# Your instructions
Return the data below in full, matching every line exactly.

# Data excerpts
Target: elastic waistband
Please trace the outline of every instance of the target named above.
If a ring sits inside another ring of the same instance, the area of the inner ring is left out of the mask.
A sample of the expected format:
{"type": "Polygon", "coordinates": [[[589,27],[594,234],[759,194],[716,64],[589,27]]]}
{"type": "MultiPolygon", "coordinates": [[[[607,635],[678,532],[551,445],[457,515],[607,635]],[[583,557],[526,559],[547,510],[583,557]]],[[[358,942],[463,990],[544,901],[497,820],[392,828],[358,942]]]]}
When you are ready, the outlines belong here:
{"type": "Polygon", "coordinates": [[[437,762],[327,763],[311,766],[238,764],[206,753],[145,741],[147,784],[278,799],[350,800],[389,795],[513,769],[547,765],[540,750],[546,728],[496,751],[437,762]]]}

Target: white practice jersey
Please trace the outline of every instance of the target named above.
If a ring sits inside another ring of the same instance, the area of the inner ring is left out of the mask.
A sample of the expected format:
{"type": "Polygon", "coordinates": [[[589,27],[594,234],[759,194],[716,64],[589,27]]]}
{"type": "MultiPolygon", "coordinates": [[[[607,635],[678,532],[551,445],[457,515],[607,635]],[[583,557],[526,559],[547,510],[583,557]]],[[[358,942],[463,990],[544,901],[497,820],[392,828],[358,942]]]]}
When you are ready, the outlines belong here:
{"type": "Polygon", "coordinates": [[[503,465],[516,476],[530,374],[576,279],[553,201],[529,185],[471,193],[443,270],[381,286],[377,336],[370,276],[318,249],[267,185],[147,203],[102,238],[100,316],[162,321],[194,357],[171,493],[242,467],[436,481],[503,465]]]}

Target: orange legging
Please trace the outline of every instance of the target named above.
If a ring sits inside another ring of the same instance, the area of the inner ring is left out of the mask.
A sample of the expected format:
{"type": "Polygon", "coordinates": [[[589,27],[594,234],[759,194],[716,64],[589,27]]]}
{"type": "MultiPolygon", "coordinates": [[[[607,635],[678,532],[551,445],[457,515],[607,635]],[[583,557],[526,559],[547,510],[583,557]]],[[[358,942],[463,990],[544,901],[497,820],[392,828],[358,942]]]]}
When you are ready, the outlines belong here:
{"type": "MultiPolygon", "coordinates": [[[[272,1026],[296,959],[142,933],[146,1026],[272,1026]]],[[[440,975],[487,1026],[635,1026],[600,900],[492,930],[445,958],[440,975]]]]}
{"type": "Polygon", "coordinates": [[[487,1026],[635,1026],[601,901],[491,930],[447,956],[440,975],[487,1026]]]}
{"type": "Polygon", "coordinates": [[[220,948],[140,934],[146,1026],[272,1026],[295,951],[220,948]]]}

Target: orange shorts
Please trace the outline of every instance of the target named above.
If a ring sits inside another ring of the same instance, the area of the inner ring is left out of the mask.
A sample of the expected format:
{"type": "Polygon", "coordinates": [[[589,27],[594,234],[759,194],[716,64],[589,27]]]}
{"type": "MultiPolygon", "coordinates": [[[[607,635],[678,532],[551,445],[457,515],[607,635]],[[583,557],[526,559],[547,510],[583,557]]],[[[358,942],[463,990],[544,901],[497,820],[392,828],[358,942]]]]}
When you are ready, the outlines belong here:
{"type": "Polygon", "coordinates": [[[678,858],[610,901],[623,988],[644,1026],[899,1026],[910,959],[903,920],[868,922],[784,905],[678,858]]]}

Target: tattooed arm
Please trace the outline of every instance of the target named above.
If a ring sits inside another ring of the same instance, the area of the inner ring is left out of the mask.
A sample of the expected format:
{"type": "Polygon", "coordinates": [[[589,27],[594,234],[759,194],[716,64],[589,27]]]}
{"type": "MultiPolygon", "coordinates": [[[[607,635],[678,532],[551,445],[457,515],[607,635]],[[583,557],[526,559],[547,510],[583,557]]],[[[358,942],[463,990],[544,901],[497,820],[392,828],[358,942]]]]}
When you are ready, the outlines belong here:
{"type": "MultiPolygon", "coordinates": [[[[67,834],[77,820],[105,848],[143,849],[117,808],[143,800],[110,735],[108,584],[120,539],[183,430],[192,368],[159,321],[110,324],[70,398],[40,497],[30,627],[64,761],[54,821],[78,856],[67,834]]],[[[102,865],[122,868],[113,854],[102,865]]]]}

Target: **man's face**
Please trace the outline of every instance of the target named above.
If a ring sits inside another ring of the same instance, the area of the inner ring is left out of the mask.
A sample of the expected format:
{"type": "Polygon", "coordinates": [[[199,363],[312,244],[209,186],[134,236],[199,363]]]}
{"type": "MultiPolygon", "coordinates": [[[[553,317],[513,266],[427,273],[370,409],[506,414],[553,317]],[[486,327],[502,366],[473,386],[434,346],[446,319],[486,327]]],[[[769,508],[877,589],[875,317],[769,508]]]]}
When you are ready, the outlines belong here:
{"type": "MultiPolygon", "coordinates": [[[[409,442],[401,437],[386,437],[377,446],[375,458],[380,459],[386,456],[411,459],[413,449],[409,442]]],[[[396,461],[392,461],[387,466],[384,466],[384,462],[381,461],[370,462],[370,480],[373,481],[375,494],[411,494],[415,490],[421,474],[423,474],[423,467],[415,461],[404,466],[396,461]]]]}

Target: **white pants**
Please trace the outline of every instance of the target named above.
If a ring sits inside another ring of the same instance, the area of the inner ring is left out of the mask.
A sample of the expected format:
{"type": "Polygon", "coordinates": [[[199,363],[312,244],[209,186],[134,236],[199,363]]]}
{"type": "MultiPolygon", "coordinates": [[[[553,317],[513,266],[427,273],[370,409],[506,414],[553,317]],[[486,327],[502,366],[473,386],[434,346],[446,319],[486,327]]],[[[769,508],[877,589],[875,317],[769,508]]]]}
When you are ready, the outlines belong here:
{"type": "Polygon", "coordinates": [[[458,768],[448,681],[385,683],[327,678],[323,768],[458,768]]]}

# Expected answer
Target: elastic waistband
Please trace the outline of every instance of the target named above.
If a ring sits inside another ring of the same instance, the area of the inner ring is left out of the mask.
A sample of the expected format:
{"type": "Polygon", "coordinates": [[[589,27],[594,234],[759,194],[716,64],[589,27]]]}
{"type": "MultiPolygon", "coordinates": [[[[607,635],[678,532],[551,445],[457,515],[607,635]],[[583,557],[526,559],[547,510],[583,557]]],[[[358,942],[463,990],[544,901],[497,820],[392,828],[358,942]]]]}
When you are ready, the outlines belong here:
{"type": "Polygon", "coordinates": [[[437,762],[327,763],[311,766],[238,764],[206,753],[145,741],[147,784],[278,799],[350,800],[389,795],[513,769],[547,765],[540,750],[546,728],[496,751],[437,762]]]}

Target: white practice jersey
Please trace the outline of every instance of the target named above.
If a ring sits inside another ring of the same instance, the area of the inner ring is left out of the mask.
A sample of the expected format:
{"type": "Polygon", "coordinates": [[[589,27],[594,234],[759,194],[716,64],[589,27]]]}
{"type": "MultiPolygon", "coordinates": [[[[607,635],[678,532],[551,445],[457,515],[607,635]],[[583,557],[526,559],[547,510],[583,557]]],[[[358,942],[463,990],[544,901],[497,820],[392,828],[358,942]]]]}
When you are ready, the outlines belong here:
{"type": "Polygon", "coordinates": [[[503,465],[516,476],[530,374],[576,279],[553,201],[529,185],[471,193],[443,270],[381,286],[377,336],[370,276],[318,249],[267,185],[147,203],[102,238],[100,316],[162,321],[194,357],[171,493],[242,467],[436,481],[503,465]]]}

Target: orange legging
Please trace the outline of every instance of the target named above.
If a ring sits inside another ring of the same instance, the area of the inner ring is left out of the mask.
A sample of the expected format:
{"type": "Polygon", "coordinates": [[[589,27],[594,234],[759,194],[716,64],[589,27]]]}
{"type": "MultiPolygon", "coordinates": [[[[607,635],[678,532],[551,445],[457,515],[607,635]],[[583,557],[526,559],[547,510],[583,557]]],[[[358,942],[463,990],[544,901],[497,820],[392,828],[358,942]]]]}
When you are ready, the outlines belong here:
{"type": "MultiPolygon", "coordinates": [[[[272,1026],[296,959],[142,933],[146,1026],[272,1026]]],[[[440,975],[487,1026],[635,1026],[600,900],[492,930],[445,958],[440,975]]]]}
{"type": "Polygon", "coordinates": [[[487,1026],[635,1026],[601,901],[491,930],[447,956],[440,975],[487,1026]]]}
{"type": "Polygon", "coordinates": [[[220,948],[140,934],[146,1026],[272,1026],[295,951],[220,948]]]}

Target: orange shorts
Please trace the outline of every instance of the target named above.
If a ring sits inside another ring of the same instance, the area of the inner ring is left out of the mask.
A sample of the expected format:
{"type": "Polygon", "coordinates": [[[589,27],[594,234],[759,194],[716,64],[589,27]]]}
{"type": "MultiPolygon", "coordinates": [[[[607,635],[678,532],[551,445],[457,515],[607,635]],[[583,557],[526,559],[547,510],[583,557]]],[[[358,942],[463,990],[544,901],[497,820],[392,828],[358,942]]]]}
When you are ready, the outlines belong here:
{"type": "Polygon", "coordinates": [[[678,858],[610,901],[623,988],[644,1026],[899,1026],[910,959],[903,920],[868,922],[784,905],[678,858]]]}

Target: tattooed arm
Please trace the outline of every instance of the target named above.
If a ring sits inside another ring of the same instance, the area of the inner ring is left out of the mask.
A sample of the expected format:
{"type": "Polygon", "coordinates": [[[589,27],[594,234],[759,194],[716,64],[589,27]]]}
{"type": "MultiPolygon", "coordinates": [[[[607,635],[678,532],[551,445],[457,515],[607,635]],[[583,557],[526,559],[547,510],[583,557]]],[[[358,942],[463,990],[544,901],[497,820],[392,828],[358,942]]]]}
When you are ready, the outlines belong here:
{"type": "MultiPolygon", "coordinates": [[[[67,834],[77,820],[105,848],[143,849],[117,808],[143,800],[110,735],[108,584],[120,539],[183,430],[192,368],[159,321],[110,324],[70,398],[40,497],[30,627],[64,761],[54,821],[78,856],[67,834]]],[[[102,865],[122,868],[113,854],[102,865]]]]}

Target: **man's face**
Please trace the outline of every instance of the target named above.
If a ring sits inside another ring of the same instance, the area of the inner ring is left out of the mask.
A sample of the expected format:
{"type": "Polygon", "coordinates": [[[199,363],[312,244],[209,186],[134,236],[199,363]]]}
{"type": "MultiPolygon", "coordinates": [[[[553,317],[513,266],[427,273],[370,409],[506,414],[553,317]],[[486,327],[502,366],[473,386],[434,346],[446,319],[486,327]]],[[[769,508],[877,589],[875,317],[769,508]]]]}
When you are ready, the outlines belong here:
{"type": "MultiPolygon", "coordinates": [[[[409,442],[401,437],[386,437],[377,446],[375,458],[380,459],[386,456],[411,459],[413,449],[409,442]]],[[[396,461],[392,461],[387,466],[384,466],[384,462],[381,461],[370,462],[370,480],[373,481],[375,494],[411,494],[415,490],[421,474],[423,474],[423,467],[415,461],[404,466],[396,461]]]]}

Target: **white pants**
Please trace the outline of every instance of the target named above.
If a ring sits inside another ring of the same instance, the area of the inner ring is left out of the mask.
A sample of the expected format:
{"type": "Polygon", "coordinates": [[[199,363],[312,244],[209,186],[134,236],[199,363]]]}
{"type": "MultiPolygon", "coordinates": [[[[553,317],[513,266],[427,273],[370,409],[506,414],[553,317]],[[486,327],[502,366],[473,386],[434,346],[446,319],[486,327]]],[[[769,508],[877,589],[875,317],[769,508]]]]}
When you are ready, the outlines belong here:
{"type": "Polygon", "coordinates": [[[458,768],[448,681],[385,683],[327,678],[323,768],[458,768]]]}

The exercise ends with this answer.